EXERCISE INPUTS start
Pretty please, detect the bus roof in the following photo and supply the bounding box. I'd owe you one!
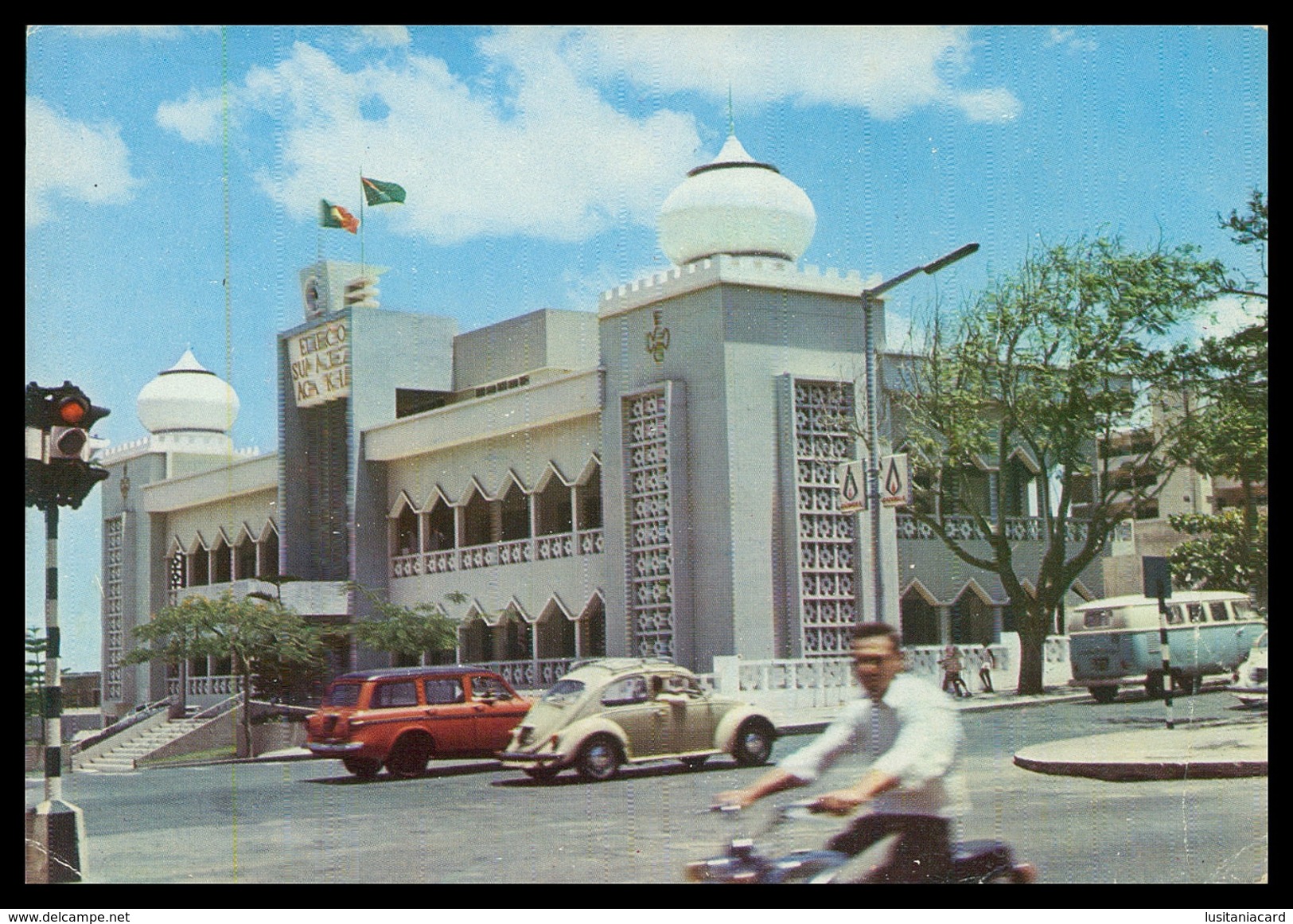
[1069,590,1248,612]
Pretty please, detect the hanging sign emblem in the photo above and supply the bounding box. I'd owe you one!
[881,453,912,507]
[836,461,867,514]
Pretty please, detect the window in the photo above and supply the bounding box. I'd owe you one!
[1082,610,1113,629]
[368,680,418,709]
[422,676,465,705]
[472,676,512,699]
[323,684,362,705]
[602,676,647,705]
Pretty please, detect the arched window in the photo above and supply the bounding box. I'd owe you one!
[902,587,940,645]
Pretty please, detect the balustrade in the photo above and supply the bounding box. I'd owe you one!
[391,528,606,579]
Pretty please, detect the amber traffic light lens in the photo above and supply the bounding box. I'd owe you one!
[58,397,85,427]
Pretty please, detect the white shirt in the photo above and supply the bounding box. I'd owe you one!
[777,674,968,818]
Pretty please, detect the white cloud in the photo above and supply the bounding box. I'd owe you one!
EXERCISE INPUTS end
## EXERCISE
Rewrite every line of the records above as a numbered list, skipping blank lines and leaving out the picture.

## WRITTEN ANSWER
1. Pretty please, detect the bus roof in the following photo and supply the bounding box. I'd owe you one!
2. [1069,590,1248,612]
3. Pretty please, detect the hanging sign emblem in the photo above and supply the bounding box. I'd owe you one!
4. [881,453,912,507]
5. [836,461,867,514]
6. Pretty please, detect the window in the photo above and supply the bounding box. I'd owe you one!
7. [1082,610,1113,629]
8. [368,680,418,709]
9. [422,676,465,705]
10. [472,676,512,699]
11. [323,684,362,705]
12. [602,676,647,705]
13. Pretty please, detect the arched window in the photo above and supply the bounding box. I'd owe you one!
14. [902,587,940,645]
15. Pretty please, detect the balustrade in the photo above and supply the bounding box. I'd owe you one!
16. [391,528,606,579]
17. Pretty please, detect the amber traffic light lens in the photo above and supply the bounding box. I'd owe you one!
18. [58,397,85,427]
19. Pretty please, detect the white shirt in the photo above and supply the bounding box. I'd owe you one!
20. [777,674,968,818]
21. Pretty please, detect the white cloud in the photo above and supply the bounding box. I'd owe you one!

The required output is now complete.